- _Kutipan Sumber_:
────────────────

RENUNGAN
Kesabaran Seorang Penjahit
Seperti biasanya, sore itu aku kursus menjahit di bu Atun. Sengaja aku
mengambil waktu sore karena pagi hari harus mengantar anakku ke TK. Sedangkan
siswi kursus yang lain masuk pagi. Rata-rata siswi pagi adalah lulusan SLTA
yang tidak melanjutkan kuliah. Sambil menggambar pola baju sederhana, aku
selalu mendengarkan apapun yang diceritakan oleh bu Atun. Masalah anak,
pekerjaan, maupun siswi-siswi yang kursus menjahit padanya. Banyak cerita yang
menarik dan bisa kuambil sebagai pelajaran dari bu Atun yang gigih bekerja
untuk membantu suami tercintanya.
Bu Atun tidak mengambil tarif tinggi untuk biaya kursus. Cukup lima ratus ribu untuk satu
siswa. Dari nol sampai pandai, tidak terikat waktu. Sehingga ditempuh dalam
jangka waktu dua bulan sampai tahunan pun bu Atun tidak mempermasalahkannya. Bu
Atun yang sabar, sederhana, dan tidak memaksa siswinya untuk segera membayar
iurannya.
Dari beberapa cerita bu Atun, ada satu hal yang menggelitik hatiku.
Seorang gadis lulusan SMA yang juga tetangga bu Atun tidak melanjutkan kuliah
karena terbentur biaya. Dari pada menganggur, dia minta untuk diajari menjahit.
Persyaratan pun diajukan oleh bu Atun sebagaimana siswi yang lain, yaitu
membayar biaya lima
ratus ribu rupiah sampai pintar. Si tetangga pun menyetujuinya dan kursus pun
berlangsung sampai bulan ketiga. Dalam hati bu Atun sebenarnya juga menunggu
pembayaran walaupun dengan mengangsur. Tapi ternyata, sedikitpun si tetangga
tak kunjung mengangsur.
Si tetangga yang mulai pandai menjahit, lama tak datang belajar kembali.
Ternyata dia magang pada penjahit lain. Selang beberapa waktu dia datang ke bu
Atun membawa PR dari penjahit lain yang seharusnya dikerjakan di rumah.
Berhubung si tetangga belum mempunyai mesin jahit, dia ke rumah bu Atun untuk
mengerjakan PR tersebut, otomatis memakai mesin jahit bu Atun. Benang pun minta
pada bu Atun. Selesai menjahit PR milik penjahit lain tadi si tetangga pulang
tanpa beban dan berlalu begitu saja.

────────────────

- _Baris Data_:
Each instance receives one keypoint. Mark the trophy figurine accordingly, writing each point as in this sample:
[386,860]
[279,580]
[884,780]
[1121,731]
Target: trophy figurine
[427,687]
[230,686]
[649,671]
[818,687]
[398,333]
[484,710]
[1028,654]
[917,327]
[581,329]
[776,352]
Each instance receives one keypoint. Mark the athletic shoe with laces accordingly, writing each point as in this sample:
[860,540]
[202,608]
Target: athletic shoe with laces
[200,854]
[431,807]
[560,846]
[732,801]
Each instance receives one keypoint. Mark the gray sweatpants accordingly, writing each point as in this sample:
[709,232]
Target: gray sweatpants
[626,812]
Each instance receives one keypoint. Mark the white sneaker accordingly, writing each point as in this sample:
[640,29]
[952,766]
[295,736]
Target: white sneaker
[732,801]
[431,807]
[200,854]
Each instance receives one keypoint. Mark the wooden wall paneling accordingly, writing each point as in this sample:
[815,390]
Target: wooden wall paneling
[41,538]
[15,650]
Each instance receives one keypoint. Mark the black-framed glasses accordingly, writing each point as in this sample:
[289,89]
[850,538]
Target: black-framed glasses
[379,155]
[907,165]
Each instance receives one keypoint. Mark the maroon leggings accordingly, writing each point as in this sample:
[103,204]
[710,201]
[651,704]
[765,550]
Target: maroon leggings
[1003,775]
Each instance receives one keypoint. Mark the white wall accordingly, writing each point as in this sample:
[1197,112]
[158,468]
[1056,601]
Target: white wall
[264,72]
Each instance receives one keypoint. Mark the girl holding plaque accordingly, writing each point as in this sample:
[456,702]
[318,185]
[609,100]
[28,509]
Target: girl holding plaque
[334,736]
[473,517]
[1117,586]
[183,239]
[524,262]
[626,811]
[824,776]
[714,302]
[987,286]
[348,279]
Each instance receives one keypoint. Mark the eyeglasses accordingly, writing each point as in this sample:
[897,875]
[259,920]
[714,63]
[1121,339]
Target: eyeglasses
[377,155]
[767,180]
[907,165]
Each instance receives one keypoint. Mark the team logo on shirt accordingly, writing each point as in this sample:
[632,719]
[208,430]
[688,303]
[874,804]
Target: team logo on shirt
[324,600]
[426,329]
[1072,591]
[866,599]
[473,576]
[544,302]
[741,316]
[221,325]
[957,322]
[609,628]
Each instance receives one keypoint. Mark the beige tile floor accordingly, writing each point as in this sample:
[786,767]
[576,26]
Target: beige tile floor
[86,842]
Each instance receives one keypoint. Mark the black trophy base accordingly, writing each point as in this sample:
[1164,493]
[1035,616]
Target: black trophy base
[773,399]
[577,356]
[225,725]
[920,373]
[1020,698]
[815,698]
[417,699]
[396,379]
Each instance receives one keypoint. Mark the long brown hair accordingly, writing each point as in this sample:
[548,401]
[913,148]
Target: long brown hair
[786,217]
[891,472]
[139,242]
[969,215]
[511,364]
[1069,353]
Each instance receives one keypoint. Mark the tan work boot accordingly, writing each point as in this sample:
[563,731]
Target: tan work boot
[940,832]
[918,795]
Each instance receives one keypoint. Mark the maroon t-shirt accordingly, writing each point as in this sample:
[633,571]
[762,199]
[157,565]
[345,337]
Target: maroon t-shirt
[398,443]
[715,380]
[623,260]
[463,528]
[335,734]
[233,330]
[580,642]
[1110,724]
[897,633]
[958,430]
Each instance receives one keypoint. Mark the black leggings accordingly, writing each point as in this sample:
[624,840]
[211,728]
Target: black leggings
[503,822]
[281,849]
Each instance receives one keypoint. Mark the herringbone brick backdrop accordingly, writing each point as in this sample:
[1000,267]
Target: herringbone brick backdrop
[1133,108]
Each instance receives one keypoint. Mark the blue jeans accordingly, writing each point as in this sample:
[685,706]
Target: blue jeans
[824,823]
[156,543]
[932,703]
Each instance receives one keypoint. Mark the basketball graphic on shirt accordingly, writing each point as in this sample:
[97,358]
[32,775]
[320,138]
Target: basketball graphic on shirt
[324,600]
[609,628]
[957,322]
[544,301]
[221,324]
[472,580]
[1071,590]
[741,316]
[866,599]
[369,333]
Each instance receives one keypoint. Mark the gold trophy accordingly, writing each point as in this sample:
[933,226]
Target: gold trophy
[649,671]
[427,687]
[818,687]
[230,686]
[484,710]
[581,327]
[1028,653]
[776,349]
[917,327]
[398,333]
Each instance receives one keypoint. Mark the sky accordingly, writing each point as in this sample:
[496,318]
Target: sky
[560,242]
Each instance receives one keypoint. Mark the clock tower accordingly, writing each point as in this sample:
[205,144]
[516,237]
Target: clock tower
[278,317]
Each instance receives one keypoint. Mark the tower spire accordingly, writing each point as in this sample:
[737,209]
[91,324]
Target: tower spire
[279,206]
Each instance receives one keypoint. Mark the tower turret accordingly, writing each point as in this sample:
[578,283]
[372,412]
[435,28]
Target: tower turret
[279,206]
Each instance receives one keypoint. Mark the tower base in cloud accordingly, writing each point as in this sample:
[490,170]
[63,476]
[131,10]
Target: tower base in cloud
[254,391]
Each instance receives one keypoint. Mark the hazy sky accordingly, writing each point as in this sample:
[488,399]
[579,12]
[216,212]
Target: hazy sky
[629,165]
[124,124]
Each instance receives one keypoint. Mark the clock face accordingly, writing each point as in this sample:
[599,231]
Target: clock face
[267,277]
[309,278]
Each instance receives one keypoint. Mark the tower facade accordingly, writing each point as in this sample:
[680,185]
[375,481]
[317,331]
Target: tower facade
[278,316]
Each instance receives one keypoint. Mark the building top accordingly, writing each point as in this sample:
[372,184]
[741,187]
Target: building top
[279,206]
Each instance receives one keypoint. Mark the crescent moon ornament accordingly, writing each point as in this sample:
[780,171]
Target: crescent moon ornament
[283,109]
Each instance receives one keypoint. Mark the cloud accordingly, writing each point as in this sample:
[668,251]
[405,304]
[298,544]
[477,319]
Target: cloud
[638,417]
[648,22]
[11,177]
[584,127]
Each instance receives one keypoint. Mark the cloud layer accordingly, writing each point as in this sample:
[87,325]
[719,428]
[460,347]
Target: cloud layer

────────────────

- _Perintah Tugas_: Menurut kutipan sumber, berapa biaya kursus menjahit yang ditarik bu Atun untuk satu siswa? Daftar di atas merupakan bahan tersendiri yang terpisah dari kutipan sumber.

- _Hasil Latihan_: Lima ratus ribu rupiah.